DOCUMENT TEXT —
##############################

The main idea will be to go through each square. If you hit a treasure, record it and log it. If you hit a monster, record what treasure it would drop if you were to kill it, log it and the treasure, and remove it from the level.

The big question is what to record. I'm looking at something like this in average value per level:

total monsters
OoD monsters: in vaults: in pits/nests:
total unique monsters: in vaults:
At or OoD unique monsters: in vaults:

Gold:
from monsters
from ground (non vaults)
from vaults
from veins

Items (weapons and armor)
Total:
From ground: in vaults:
From monsters: in vaults: in pits/nests:
From uniques: in vaults:

(repeat for excellent, superb, endgame quality, artifacts, and artifacts with min levels near or above current depth.)

consumables: (i need some input here, what should I log...)

I'm thinking of putting all totals into longs (can I use floats?) and dividing by the sim number after it's done. Longs should be large enough for everything but money, and I can get around that by dividing by 10 or 100 or something.

thoughts/suggestions?

RogerN
November 2, 2010, 16:31
It's an interesting an idea - I would love to see the results, and I'm sure others would also.

How would you use the results, though? Very few players actually kill every monster or loot every item on the floor, so I'm not sure how relevant this data would be to balance. Given that players may explore only 20 to 30% of a level, and consciously choose to avoid certain types of monsters, you wouldn't be getting a clear picture of a given player's experience.

##############################

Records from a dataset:
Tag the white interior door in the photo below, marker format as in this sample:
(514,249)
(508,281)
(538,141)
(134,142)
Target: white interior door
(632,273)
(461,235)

##############################

WHAT TO WORK ON —
**a)** Edit the part of the level simulation discussion that opens with the words "consumables: (i need" and closes with "given player's experience.", replacing "results" with "findings".
**b)** Please summarize the level simulation discussion in two sentences.

RESPONSES TO THE TASKS —
**a)**
consumables: (i need some input here, what should I log...)

I'm thinking of putting all totals into longs (can I use floats?) and dividing by the sim number after it's done. Longs should be large enough for everything but money, and I can get around that by dividing by 10 or 100 or something.

thoughts/suggestions?

RogerN
November 2, 2010, 16:31
It's an interesting an idea - I would love to see the findings, and I'm sure others would also.

How would you use the findings, though? Very few players actually kill every monster or loot every item on the floor, so I'm not sure how relevant this data would be to balance. Given that players may explore only 20 to 30% of a level, and consciously choose to avoid certain types of monsters, you wouldn't be getting a clear picture of a given player's experience.

**b)** The plan is to go through each square of a level, logging treasures and what each monster would drop if killed, and to record per-level averages for monsters, gold, and items, with totals divided by the sim number at the end. RogerN would love to see the results but doubts their relevance to balance, since very few players kill every monster or loot every item and may explore only 20 to 30% of a level.